**Aim of the task:** State how many lines of the entries below contain the word "blue". Give only the number.

**Entries provided:**
◇ ◇ ◇ ◇ ◇ ◇ ◇
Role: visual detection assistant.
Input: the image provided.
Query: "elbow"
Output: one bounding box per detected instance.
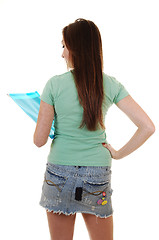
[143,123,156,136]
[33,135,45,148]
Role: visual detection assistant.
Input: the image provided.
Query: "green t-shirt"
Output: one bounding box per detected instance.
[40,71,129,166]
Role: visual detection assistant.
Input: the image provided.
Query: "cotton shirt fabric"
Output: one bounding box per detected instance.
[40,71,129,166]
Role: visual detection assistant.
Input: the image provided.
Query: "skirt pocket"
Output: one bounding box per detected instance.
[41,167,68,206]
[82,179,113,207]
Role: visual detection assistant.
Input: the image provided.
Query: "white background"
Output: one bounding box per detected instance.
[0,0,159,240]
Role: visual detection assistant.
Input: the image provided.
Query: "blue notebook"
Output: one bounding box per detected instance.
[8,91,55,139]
◇ ◇ ◇ ◇ ◇ ◇ ◇
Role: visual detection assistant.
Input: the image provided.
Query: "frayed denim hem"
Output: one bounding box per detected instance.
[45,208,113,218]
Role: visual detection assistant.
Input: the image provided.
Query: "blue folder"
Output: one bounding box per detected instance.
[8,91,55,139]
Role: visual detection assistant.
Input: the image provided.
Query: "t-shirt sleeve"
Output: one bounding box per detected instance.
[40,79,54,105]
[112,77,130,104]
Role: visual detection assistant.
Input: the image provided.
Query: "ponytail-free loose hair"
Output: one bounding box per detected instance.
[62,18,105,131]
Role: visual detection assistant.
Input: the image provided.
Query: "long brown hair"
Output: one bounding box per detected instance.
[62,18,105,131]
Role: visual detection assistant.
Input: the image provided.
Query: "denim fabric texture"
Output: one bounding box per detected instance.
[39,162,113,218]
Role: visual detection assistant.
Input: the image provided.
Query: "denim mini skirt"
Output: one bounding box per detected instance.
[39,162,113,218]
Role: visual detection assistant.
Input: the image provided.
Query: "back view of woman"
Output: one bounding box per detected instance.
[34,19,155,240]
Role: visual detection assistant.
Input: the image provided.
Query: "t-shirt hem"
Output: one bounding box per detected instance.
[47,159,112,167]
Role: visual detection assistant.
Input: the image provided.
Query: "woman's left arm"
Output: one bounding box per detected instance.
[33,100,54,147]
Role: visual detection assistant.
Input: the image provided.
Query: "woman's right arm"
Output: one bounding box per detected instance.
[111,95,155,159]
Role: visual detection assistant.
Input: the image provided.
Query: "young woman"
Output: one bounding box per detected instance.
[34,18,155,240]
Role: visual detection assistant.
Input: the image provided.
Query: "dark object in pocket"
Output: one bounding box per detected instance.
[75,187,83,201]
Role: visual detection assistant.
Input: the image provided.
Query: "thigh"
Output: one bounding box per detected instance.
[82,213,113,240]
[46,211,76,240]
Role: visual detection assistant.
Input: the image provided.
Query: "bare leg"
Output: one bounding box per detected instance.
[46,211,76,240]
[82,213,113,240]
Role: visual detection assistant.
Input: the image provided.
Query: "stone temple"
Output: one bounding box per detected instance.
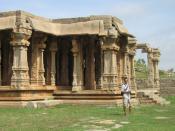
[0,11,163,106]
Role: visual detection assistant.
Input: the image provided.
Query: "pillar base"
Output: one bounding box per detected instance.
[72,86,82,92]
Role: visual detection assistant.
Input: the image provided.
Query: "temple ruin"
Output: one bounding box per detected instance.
◇ ◇ ◇ ◇ ◇ ◇ ◇
**Reply to the task:** 2